■ SET EXERCISE: Can you put the lines from the line with "Put a pin on every instance of the snowy" to the line with "x=838 y=334" into a Markdown table with the columns Row and Line, numbering each row and skipping any blank lines?

■ RECORDS FOR THE EXERCISE:

------------

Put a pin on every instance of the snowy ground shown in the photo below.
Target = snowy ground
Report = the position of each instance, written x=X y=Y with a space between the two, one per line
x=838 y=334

------------

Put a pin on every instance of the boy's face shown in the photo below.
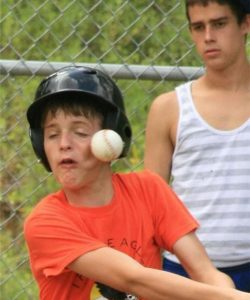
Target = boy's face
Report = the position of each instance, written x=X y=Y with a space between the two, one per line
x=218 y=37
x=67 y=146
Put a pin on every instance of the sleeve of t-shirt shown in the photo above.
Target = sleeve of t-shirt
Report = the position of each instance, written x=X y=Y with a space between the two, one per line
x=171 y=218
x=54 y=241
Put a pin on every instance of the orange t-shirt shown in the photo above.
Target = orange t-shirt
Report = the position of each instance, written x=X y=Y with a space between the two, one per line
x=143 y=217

------------

■ RESULT OF THIS TASK:
| Row | Line |
|---|---|
| 1 | Put a pin on every instance of the snowy ground shown in the photo below. |
| 2 | Target = snowy ground |
| 3 | Report = the position of each instance, written x=X y=Y with a space between the two, one per line |
| 4 | x=838 y=334 |